Directions for this task
Find every line in the records below that holds the word "background", and copy it out.

BEGIN Study material

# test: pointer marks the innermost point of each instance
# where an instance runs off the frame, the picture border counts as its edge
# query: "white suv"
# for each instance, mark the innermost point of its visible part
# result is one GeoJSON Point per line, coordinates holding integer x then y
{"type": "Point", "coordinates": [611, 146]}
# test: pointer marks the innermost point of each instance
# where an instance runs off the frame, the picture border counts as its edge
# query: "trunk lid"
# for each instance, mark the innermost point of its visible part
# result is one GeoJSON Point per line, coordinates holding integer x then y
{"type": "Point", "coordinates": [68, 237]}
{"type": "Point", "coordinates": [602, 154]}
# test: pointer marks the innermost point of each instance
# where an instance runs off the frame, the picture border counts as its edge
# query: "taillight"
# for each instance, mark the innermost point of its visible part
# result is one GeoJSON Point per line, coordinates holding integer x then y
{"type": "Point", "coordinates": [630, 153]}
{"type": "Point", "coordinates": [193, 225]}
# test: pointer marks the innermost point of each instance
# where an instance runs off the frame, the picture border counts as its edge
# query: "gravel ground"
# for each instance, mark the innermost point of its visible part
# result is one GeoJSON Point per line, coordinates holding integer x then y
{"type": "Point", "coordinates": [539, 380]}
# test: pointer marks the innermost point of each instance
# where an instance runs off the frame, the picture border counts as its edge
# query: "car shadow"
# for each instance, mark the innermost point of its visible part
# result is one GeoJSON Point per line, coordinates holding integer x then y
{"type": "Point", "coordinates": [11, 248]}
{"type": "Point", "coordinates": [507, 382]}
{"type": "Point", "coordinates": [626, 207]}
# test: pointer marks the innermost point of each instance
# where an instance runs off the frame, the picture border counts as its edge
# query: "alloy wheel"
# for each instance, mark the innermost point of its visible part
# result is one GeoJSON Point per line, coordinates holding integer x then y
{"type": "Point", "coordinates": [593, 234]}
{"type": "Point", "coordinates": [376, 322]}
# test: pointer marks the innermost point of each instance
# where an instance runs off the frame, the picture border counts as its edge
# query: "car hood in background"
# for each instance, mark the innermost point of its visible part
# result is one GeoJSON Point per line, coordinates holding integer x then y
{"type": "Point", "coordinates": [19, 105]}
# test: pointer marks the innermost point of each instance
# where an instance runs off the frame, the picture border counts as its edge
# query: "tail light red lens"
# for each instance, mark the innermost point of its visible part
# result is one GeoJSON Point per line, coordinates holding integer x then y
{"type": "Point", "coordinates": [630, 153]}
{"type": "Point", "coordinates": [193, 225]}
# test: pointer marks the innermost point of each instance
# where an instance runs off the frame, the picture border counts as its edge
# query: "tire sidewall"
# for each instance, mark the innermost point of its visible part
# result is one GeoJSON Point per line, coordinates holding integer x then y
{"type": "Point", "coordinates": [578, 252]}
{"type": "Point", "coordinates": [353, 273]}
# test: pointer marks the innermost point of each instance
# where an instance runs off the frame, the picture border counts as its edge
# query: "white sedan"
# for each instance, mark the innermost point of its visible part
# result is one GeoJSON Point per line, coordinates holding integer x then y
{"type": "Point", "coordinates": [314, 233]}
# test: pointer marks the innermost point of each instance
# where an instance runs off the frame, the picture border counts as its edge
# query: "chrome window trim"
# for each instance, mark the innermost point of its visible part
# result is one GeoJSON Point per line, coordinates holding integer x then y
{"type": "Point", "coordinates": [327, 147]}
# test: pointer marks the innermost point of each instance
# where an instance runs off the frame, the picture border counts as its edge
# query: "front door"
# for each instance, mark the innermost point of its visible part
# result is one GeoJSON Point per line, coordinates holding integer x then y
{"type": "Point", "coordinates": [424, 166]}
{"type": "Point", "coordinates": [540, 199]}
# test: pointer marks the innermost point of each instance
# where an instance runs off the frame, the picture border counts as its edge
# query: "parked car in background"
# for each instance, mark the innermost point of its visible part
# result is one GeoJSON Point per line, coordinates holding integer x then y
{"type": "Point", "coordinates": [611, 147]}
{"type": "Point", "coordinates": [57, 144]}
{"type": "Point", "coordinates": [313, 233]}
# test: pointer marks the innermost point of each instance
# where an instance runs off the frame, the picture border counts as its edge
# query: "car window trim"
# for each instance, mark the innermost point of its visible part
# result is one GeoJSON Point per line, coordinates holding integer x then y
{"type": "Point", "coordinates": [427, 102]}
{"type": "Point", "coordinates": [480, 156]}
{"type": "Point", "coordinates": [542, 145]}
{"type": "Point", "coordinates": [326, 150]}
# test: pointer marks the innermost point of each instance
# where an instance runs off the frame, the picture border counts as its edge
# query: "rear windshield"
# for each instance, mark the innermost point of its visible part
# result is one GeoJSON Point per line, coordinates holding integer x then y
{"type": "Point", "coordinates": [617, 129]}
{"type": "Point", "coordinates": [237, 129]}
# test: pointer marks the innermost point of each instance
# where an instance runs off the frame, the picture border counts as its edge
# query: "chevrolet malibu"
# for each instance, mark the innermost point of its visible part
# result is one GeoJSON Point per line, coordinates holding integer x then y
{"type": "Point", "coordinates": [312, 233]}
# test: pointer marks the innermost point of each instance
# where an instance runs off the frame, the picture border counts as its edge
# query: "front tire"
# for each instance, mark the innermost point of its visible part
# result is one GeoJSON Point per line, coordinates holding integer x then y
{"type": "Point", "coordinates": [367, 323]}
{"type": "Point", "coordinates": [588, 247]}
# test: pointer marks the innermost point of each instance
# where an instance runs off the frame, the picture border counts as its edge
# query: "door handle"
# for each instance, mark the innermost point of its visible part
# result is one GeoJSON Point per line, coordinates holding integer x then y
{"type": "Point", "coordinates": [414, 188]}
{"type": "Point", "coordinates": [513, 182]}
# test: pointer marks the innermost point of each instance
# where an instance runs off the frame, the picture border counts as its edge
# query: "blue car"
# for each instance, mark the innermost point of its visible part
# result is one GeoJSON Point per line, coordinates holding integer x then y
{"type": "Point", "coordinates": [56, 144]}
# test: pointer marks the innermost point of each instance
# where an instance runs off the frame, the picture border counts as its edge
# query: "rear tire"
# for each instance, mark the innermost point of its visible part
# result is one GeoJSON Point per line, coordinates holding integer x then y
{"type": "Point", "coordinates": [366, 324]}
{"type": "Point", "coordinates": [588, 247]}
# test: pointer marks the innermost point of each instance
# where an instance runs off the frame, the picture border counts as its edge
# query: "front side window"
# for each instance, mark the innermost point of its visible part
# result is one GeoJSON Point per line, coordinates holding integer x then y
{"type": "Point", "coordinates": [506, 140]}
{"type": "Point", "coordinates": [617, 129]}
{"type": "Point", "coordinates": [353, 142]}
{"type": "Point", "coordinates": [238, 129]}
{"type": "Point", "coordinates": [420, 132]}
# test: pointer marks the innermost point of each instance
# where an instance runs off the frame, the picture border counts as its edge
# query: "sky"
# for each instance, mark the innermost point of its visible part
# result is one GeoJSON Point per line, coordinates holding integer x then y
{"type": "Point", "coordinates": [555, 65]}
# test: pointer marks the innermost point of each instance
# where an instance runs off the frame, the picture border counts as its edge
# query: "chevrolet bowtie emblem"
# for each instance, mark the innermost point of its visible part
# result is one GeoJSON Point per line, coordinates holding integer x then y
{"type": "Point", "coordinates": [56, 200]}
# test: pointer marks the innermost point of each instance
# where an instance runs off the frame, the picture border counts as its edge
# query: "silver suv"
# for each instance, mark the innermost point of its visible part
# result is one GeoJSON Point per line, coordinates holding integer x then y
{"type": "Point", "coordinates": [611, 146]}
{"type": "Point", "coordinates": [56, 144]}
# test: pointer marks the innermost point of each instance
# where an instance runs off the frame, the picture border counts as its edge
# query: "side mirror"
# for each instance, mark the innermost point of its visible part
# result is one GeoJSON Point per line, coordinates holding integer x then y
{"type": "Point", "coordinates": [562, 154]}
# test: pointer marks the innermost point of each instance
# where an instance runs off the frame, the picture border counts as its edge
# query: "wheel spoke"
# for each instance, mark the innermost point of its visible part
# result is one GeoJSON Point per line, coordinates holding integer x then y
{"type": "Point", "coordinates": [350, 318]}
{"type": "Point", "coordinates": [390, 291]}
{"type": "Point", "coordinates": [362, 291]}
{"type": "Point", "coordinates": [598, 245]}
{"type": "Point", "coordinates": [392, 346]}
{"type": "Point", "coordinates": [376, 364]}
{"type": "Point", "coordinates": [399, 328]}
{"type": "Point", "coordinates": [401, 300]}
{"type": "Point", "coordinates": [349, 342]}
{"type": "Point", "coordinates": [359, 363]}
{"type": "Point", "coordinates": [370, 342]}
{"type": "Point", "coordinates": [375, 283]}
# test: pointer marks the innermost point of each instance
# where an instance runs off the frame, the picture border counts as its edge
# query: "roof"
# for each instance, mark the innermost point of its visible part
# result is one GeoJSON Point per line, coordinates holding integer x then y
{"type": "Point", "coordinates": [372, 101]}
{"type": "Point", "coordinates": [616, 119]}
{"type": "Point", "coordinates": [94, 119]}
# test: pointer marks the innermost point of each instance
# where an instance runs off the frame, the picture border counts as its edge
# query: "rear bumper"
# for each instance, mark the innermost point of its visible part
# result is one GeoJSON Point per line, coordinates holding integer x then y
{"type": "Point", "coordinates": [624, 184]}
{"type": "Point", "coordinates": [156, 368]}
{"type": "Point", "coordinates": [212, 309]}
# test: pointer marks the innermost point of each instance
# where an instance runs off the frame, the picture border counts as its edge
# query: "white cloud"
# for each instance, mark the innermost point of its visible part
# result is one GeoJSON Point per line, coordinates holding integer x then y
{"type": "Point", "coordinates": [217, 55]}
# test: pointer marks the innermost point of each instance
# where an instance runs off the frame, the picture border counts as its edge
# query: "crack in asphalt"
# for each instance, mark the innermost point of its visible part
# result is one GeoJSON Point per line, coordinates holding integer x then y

END Study material

Answer for this exercise
# query: "car hood in background"
# query: "parked car in background"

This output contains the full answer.